[EXERCISE BRIEF] Repeat the material exactly, every line of it.

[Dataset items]
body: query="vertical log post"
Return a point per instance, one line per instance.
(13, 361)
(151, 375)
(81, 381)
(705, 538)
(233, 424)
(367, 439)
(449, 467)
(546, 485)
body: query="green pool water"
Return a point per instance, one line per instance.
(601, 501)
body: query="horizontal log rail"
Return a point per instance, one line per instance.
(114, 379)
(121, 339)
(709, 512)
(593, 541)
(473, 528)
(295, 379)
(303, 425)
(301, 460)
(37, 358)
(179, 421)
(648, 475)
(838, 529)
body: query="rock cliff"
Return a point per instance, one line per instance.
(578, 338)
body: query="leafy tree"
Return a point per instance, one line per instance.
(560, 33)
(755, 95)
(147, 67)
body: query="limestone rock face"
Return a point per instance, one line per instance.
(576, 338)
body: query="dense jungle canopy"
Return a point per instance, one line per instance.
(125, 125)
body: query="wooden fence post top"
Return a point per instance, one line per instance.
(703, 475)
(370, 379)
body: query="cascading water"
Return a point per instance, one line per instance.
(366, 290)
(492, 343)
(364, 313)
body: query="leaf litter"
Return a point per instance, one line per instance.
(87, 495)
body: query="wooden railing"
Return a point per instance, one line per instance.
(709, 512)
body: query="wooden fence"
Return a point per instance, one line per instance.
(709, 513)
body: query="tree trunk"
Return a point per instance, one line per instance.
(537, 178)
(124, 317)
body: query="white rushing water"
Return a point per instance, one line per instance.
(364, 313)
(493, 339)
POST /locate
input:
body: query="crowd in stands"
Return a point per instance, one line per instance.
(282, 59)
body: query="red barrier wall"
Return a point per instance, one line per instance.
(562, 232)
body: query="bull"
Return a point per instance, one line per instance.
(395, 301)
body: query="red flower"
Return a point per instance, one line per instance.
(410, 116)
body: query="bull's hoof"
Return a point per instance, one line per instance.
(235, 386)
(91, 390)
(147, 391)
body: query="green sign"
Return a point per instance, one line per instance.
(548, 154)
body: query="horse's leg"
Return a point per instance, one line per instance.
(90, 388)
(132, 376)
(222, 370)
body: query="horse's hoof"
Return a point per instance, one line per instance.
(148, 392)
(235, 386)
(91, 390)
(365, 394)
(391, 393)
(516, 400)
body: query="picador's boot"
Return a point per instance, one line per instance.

[ANSWER BELOW]
body: query="vertical log post"
Return a point per instance, one line per instance.
(13, 361)
(151, 375)
(81, 381)
(705, 538)
(233, 424)
(367, 439)
(449, 467)
(546, 485)
body: query="green pool water"
Return a point per instance, one line per instance.
(601, 501)
body: query="horizontal log rail"
Return a point per instance, one line per instance.
(114, 379)
(121, 339)
(709, 512)
(593, 541)
(473, 528)
(295, 379)
(303, 425)
(301, 460)
(37, 358)
(179, 421)
(648, 475)
(838, 529)
body: query="rock cliff"
Return a point per instance, one line per instance.
(578, 338)
body: query="leafy tree"
Return a point per instance, one line per instance.
(560, 33)
(755, 95)
(147, 67)
body: query="limestone rock face"
Return a point per instance, one line per instance.
(576, 338)
body: query="dense jungle canopy"
Return a point per instance, one line per instance.
(125, 125)
body: query="wooden fence post top"
Return a point per instance, one line per instance.
(703, 475)
(370, 379)
body: query="cascading water"
Return a point per instance, one line per instance.
(366, 290)
(492, 343)
(364, 313)
body: query="leaf litter"
Return a point per instance, one line per instance.
(87, 495)
body: query="wooden railing"
Return a point per instance, one line per instance.
(709, 512)
body: query="wooden fence"
Return a point per instance, one line per instance.
(709, 513)
body: query="tree trunk"
Return a point per instance, one line per instance.
(537, 178)
(124, 317)
body: query="white rushing water"
Return a point per instance, one line per instance.
(364, 313)
(493, 339)
POST /locate
input:
body: query="crowd in stands"
Return a point per instance, one line per instance.
(282, 59)
body: query="red barrier wall"
Return a point per instance, one line per instance.
(562, 232)
body: query="bull"
Return a point per instance, one line per instance.
(395, 301)
body: query="red flower"
Return a point per instance, one line per instance.
(410, 116)
body: query="bull's hoof"
Return a point per instance, one line per instance.
(235, 386)
(91, 390)
(147, 391)
body: query="green sign"
Return a point per instance, one line per instance.
(548, 154)
body: query="horse's leg"
Return a point per instance, one line per instance.
(90, 388)
(132, 376)
(222, 370)
body: query="horse's hoof"
Return a point per instance, one line per instance.
(148, 392)
(235, 386)
(91, 390)
(365, 394)
(391, 393)
(516, 400)
body: query="picador's boot"
Return a point per instance, one line per instance.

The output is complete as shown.